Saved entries
= = =

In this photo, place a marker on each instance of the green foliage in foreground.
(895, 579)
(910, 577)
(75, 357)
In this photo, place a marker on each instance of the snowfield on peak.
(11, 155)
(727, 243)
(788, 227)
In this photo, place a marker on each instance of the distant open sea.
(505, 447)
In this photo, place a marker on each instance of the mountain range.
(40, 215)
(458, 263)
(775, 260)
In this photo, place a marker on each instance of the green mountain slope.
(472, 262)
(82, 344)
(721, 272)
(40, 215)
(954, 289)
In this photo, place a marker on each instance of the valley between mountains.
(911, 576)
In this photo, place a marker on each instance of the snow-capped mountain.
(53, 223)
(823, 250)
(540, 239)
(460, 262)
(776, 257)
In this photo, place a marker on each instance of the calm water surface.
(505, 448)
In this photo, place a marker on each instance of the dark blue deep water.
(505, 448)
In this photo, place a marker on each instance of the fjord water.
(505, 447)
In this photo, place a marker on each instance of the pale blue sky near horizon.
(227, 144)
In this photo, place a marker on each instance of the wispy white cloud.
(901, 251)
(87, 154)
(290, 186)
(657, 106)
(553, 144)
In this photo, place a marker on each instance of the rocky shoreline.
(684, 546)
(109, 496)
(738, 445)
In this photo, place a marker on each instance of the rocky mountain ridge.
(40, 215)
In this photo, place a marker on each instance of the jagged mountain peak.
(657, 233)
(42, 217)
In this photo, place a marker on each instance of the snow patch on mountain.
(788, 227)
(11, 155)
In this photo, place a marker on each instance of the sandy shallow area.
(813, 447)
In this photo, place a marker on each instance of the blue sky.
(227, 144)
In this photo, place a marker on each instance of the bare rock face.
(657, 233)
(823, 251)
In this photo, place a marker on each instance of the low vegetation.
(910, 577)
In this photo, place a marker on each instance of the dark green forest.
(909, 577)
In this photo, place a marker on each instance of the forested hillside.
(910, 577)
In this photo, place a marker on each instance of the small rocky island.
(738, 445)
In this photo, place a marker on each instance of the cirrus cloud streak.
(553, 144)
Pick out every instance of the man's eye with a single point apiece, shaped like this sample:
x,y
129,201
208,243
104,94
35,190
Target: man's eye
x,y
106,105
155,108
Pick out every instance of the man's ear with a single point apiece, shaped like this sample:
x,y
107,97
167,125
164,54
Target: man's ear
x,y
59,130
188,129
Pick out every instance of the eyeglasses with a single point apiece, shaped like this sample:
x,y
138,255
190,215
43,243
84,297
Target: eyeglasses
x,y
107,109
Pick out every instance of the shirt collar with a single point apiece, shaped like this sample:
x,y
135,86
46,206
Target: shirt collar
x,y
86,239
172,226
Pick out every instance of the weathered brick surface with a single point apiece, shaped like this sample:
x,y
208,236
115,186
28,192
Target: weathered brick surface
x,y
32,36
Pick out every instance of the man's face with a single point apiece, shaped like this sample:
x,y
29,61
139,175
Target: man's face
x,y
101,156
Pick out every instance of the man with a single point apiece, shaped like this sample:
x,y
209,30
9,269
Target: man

= = =

* Instructions to follow *
Of all the lines above, tally those with the word "Pick". Write the total only.

* Solution to the problem *
7